**Task to carry out:**
For each record, copy the text exactly and omit any picture it holds.
Excerpted records below:
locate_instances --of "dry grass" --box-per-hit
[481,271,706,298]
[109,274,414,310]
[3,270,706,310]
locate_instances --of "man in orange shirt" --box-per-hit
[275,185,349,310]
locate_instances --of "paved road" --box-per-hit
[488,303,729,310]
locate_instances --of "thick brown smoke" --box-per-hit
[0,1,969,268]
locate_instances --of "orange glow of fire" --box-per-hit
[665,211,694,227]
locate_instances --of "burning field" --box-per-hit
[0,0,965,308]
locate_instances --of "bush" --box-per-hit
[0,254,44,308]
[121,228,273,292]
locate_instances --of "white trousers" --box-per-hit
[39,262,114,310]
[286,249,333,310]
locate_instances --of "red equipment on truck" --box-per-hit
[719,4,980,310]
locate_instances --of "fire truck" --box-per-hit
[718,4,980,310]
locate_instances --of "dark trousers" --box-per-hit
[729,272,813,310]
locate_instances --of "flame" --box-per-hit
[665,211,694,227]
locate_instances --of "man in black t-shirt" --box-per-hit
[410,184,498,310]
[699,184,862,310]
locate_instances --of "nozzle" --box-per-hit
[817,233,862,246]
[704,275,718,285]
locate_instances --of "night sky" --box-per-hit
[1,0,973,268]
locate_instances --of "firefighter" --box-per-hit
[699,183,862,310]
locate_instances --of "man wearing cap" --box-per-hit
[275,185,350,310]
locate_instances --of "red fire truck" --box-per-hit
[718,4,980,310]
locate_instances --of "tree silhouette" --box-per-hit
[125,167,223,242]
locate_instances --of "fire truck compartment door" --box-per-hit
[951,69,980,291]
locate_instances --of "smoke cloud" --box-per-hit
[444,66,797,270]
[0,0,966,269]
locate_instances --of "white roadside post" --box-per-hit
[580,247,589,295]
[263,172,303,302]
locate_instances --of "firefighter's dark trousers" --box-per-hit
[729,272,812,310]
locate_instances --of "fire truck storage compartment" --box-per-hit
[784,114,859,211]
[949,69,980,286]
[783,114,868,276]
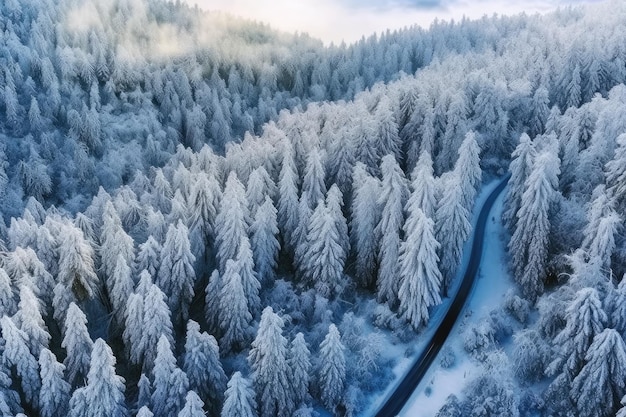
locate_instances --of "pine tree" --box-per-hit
[398,207,442,329]
[123,292,144,365]
[100,201,134,280]
[188,171,220,261]
[215,172,249,272]
[606,133,626,208]
[137,406,154,417]
[0,315,41,408]
[234,235,261,317]
[301,147,327,209]
[318,324,346,411]
[546,287,606,398]
[139,277,174,372]
[586,211,621,270]
[136,236,162,278]
[303,200,347,298]
[13,285,50,356]
[56,224,98,307]
[0,268,15,317]
[38,348,70,417]
[0,363,21,416]
[221,372,257,417]
[177,391,205,417]
[611,276,626,336]
[68,339,127,417]
[435,175,471,296]
[219,260,252,353]
[350,163,381,288]
[288,333,311,406]
[108,254,134,325]
[503,133,536,233]
[248,307,294,417]
[157,220,196,323]
[409,151,437,218]
[509,151,560,301]
[151,335,189,417]
[293,191,312,277]
[277,141,300,252]
[204,269,222,334]
[571,329,626,417]
[454,131,482,211]
[376,155,408,306]
[251,196,280,285]
[326,184,349,255]
[246,166,276,218]
[62,303,93,388]
[183,320,226,414]
[136,374,152,411]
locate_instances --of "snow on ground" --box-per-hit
[362,178,512,416]
[400,180,515,417]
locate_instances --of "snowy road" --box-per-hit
[373,176,510,417]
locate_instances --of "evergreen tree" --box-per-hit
[188,171,220,261]
[137,406,154,417]
[318,324,346,411]
[606,133,626,208]
[571,329,626,417]
[375,155,408,306]
[398,207,442,329]
[62,303,93,388]
[503,133,536,233]
[0,363,21,416]
[611,276,626,336]
[177,391,205,417]
[234,235,261,317]
[100,201,134,280]
[435,176,471,296]
[246,166,276,218]
[136,374,152,411]
[350,163,381,288]
[221,372,257,417]
[13,285,50,356]
[248,307,294,417]
[293,191,312,277]
[250,196,280,285]
[326,184,349,255]
[151,335,189,417]
[183,320,227,413]
[303,200,347,298]
[454,131,482,211]
[509,151,560,301]
[108,254,134,325]
[219,260,252,353]
[409,151,437,218]
[204,269,222,334]
[0,315,41,408]
[277,141,300,252]
[136,236,162,278]
[38,348,70,417]
[586,211,621,270]
[288,332,311,406]
[301,147,326,209]
[140,277,174,372]
[157,220,196,323]
[215,172,249,272]
[68,339,127,417]
[0,268,15,317]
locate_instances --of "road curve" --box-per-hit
[374,176,510,417]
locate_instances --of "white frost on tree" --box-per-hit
[250,196,280,285]
[151,335,189,417]
[503,133,536,232]
[318,324,346,411]
[221,372,257,417]
[62,303,93,388]
[38,348,70,417]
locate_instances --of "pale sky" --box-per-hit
[183,0,602,44]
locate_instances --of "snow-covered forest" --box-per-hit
[1,0,626,415]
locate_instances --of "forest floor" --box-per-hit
[400,182,516,416]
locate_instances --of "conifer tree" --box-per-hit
[510,151,560,301]
[140,278,174,371]
[219,260,252,353]
[188,171,220,260]
[248,307,294,417]
[251,196,280,285]
[13,285,50,356]
[183,320,227,413]
[301,147,326,209]
[38,348,70,417]
[571,329,626,417]
[221,372,257,417]
[68,339,127,417]
[289,332,311,406]
[136,236,162,278]
[246,166,276,218]
[234,235,261,317]
[100,201,134,280]
[398,207,442,329]
[606,133,626,208]
[108,254,134,325]
[0,315,41,408]
[136,374,152,411]
[503,133,536,232]
[611,276,626,336]
[376,155,408,306]
[62,303,93,388]
[0,268,15,317]
[277,141,300,252]
[318,324,346,411]
[204,269,222,334]
[157,220,196,323]
[409,151,437,218]
[178,391,205,417]
[454,131,482,211]
[151,336,189,417]
[215,172,249,272]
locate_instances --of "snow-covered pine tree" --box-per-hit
[250,196,280,285]
[606,133,626,208]
[215,172,249,272]
[611,276,626,336]
[221,372,257,417]
[246,166,276,219]
[0,268,15,317]
[0,315,41,408]
[68,338,127,417]
[398,207,442,329]
[136,374,152,411]
[248,307,294,417]
[301,147,327,209]
[318,324,346,411]
[277,140,300,253]
[326,184,349,256]
[509,151,560,301]
[108,254,134,326]
[571,329,626,417]
[204,269,222,334]
[503,133,536,232]
[13,285,50,356]
[288,332,311,406]
[234,235,261,317]
[409,151,437,218]
[38,348,70,417]
[139,277,174,372]
[293,191,312,278]
[350,163,381,288]
[151,335,189,417]
[219,259,252,353]
[303,199,347,298]
[435,175,471,296]
[135,236,162,278]
[183,320,226,414]
[375,155,408,306]
[62,303,93,388]
[454,131,482,211]
[177,391,205,417]
[188,171,221,261]
[100,201,134,280]
[157,220,196,323]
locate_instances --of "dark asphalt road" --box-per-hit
[374,176,510,417]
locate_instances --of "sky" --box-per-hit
[183,0,602,44]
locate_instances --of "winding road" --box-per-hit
[374,176,510,417]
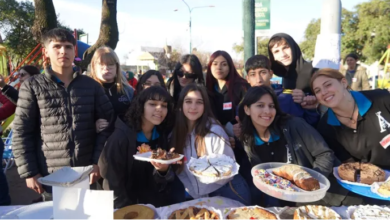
End of Excerpted records.
**Response below:**
locate_instances --of "dry grass" --box-per-hit
[481,271,706,298]
[109,274,414,310]
[3,270,706,310]
locate_instances --of "man in orange shirt" --box-per-hit
[275,185,349,310]
locate_instances --of "paved road" --box-per-hit
[488,303,729,310]
locate_instances --of "thick brown smoke" --box-per-hit
[0,1,969,268]
locate_instances --of "orange glow of fire" --box-per-hit
[665,211,694,227]
locate_instances --of "burning field" --box-per-hit
[0,0,965,308]
locate_instances --of "bush" --box-per-hit
[0,254,44,308]
[121,228,273,292]
locate_instances --of "white trousers" --box-per-hit
[39,262,114,310]
[286,249,333,310]
locate_instances --of "red equipment on truck" --box-per-hit
[719,4,980,310]
locate_instances --of "fire truck" --box-per-hit
[718,4,980,310]
locate_instances --of "dark trousers" --box-per-hit
[729,272,813,310]
locate_instances --of "flame" --box-per-hit
[665,211,694,227]
locate_instances --of "man in black t-shirt" --box-per-hit
[410,184,498,310]
[699,184,862,310]
locate_instances --of "nozzle" --box-per-hit
[817,233,862,246]
[704,275,718,285]
locate_instances --of "night sky" --box-per-hit
[1,0,973,268]
locate_instances --of "firefighter" --box-per-hit
[699,183,862,310]
locate_instances --of "man wearing cap" --box-per-hit
[275,185,350,310]
locate_instances --of "red fire truck" --box-per-hit
[718,4,980,310]
locate_instances --of "tree silhouette" --box-per-hit
[125,167,223,242]
locate_instances --of "fire truck compartment door" --box-per-hit
[951,69,980,291]
locate_instances --of "smoke cloud" --box-per-hit
[444,66,797,270]
[0,0,966,269]
locate_instances --of "white roadside post" --box-per-hit
[580,247,589,295]
[263,172,303,302]
locate_instances --of "firefighter's dark trousers" --box-per-hit
[729,272,812,310]
locate_instances --of "fire truck storage compartment" --box-per-hit
[784,114,859,211]
[949,69,980,286]
[783,114,868,276]
locate_instances --of "pine tree" --box-per-hit
[398,207,442,329]
[123,292,144,365]
[100,201,134,280]
[188,171,220,261]
[215,172,249,272]
[606,133,626,208]
[137,406,154,417]
[0,315,41,408]
[234,235,261,317]
[301,147,327,209]
[318,324,346,411]
[546,287,606,398]
[139,277,174,372]
[586,211,621,270]
[136,236,162,278]
[303,200,347,298]
[13,285,50,356]
[56,224,98,307]
[0,268,15,317]
[38,348,70,417]
[0,363,21,416]
[221,372,257,417]
[177,391,205,417]
[611,276,626,336]
[68,339,127,417]
[435,175,471,296]
[219,260,252,353]
[350,163,381,288]
[288,333,311,406]
[108,254,134,325]
[503,133,536,233]
[248,307,294,417]
[157,220,196,323]
[409,151,437,218]
[509,151,560,301]
[151,335,189,417]
[293,191,312,277]
[277,141,300,252]
[204,269,222,334]
[571,329,626,417]
[454,131,482,211]
[376,155,408,306]
[251,196,280,285]
[326,184,349,255]
[246,166,276,218]
[62,303,93,388]
[183,320,226,414]
[136,374,152,411]
locate_instances --of "snow on ground" --box-per-hit
[362,178,512,416]
[400,180,515,417]
locate_instances --of "snowy road" --box-per-hit
[373,176,510,417]
locate_instances --of "evergreen tree" --box-per-hit
[188,171,220,261]
[137,406,154,417]
[318,324,346,411]
[606,133,626,208]
[571,329,626,417]
[375,155,408,306]
[398,207,442,329]
[62,303,93,388]
[503,133,536,233]
[0,363,21,416]
[611,276,626,336]
[177,391,205,417]
[234,235,261,317]
[100,201,134,280]
[435,176,471,296]
[246,166,276,218]
[136,374,152,411]
[350,163,381,288]
[221,372,257,417]
[13,285,50,356]
[248,307,294,417]
[293,191,312,277]
[250,196,280,285]
[326,184,349,255]
[151,335,189,417]
[183,320,227,413]
[303,200,347,298]
[454,131,482,211]
[509,151,560,301]
[108,254,134,325]
[219,260,252,353]
[409,151,437,218]
[204,269,222,334]
[0,315,41,408]
[277,141,300,252]
[136,236,162,278]
[38,348,70,417]
[586,211,621,270]
[288,332,311,406]
[301,147,326,209]
[140,277,174,372]
[157,220,196,323]
[215,172,249,272]
[68,339,127,417]
[0,268,15,317]
locate_instances --of "road curve" --box-per-hit
[374,176,510,417]
locate_instances --of "white frost on tree" --box-per-hit
[250,196,280,285]
[151,335,189,417]
[503,133,536,232]
[318,324,346,411]
[221,372,257,417]
[62,303,93,388]
[38,348,70,417]
locate_instances --of "pale sky" --box-per-hit
[183,0,602,44]
locate_instances --of "snow-covered forest" --box-per-hit
[1,0,626,415]
locate_instances --of "forest floor" --box-per-hit
[400,182,516,416]
locate_instances --of "conifer tree" --box-per-hit
[510,151,560,301]
[140,278,174,371]
[219,260,252,353]
[188,171,220,260]
[248,307,294,417]
[251,196,280,285]
[13,285,50,356]
[183,320,227,413]
[301,147,326,209]
[38,348,70,417]
[571,329,626,417]
[221,372,257,417]
[68,339,127,417]
[289,332,311,406]
[136,236,162,278]
[246,166,276,218]
[234,235,261,317]
[100,201,134,280]
[398,207,442,329]
[606,133,626,208]
[108,254,134,325]
[0,315,41,408]
[136,374,152,411]
[503,133,536,232]
[611,276,626,336]
[376,155,408,306]
[62,303,93,388]
[0,268,15,317]
[277,141,300,252]
[318,324,346,411]
[204,269,222,334]
[157,220,196,323]
[409,151,437,218]
[178,391,205,417]
[454,131,482,211]
[151,336,189,417]
[215,172,249,272]
locate_instances --of "snow-covered pine tree" --box-per-hit
[250,196,280,285]
[606,133,626,208]
[215,172,249,272]
[611,276,626,336]
[221,372,257,417]
[246,166,276,219]
[0,268,15,317]
[0,315,41,408]
[68,338,127,417]
[398,207,442,329]
[136,374,152,411]
[248,307,294,417]
[301,147,327,209]
[318,324,346,411]
[277,140,300,253]
[326,184,349,256]
[509,151,560,301]
[108,254,134,326]
[571,329,626,417]
[204,269,222,334]
[503,133,536,232]
[13,285,50,356]
[288,332,311,406]
[234,235,261,317]
[409,151,437,218]
[38,348,70,417]
[139,277,174,372]
[293,191,312,278]
[350,163,381,288]
[151,335,189,417]
[219,259,252,353]
[303,199,347,298]
[435,175,471,296]
[135,236,162,278]
[183,320,226,414]
[375,155,408,306]
[62,303,93,388]
[454,131,482,211]
[177,391,205,417]
[188,171,221,261]
[100,201,134,280]
[157,220,196,323]
locate_instances --of "dark asphalt road" --box-per-hit
[374,176,510,417]
locate_instances --of "sky" --box-per-hit
[183,0,602,44]
locate_instances --of "winding road" --box-per-hit
[374,176,510,417]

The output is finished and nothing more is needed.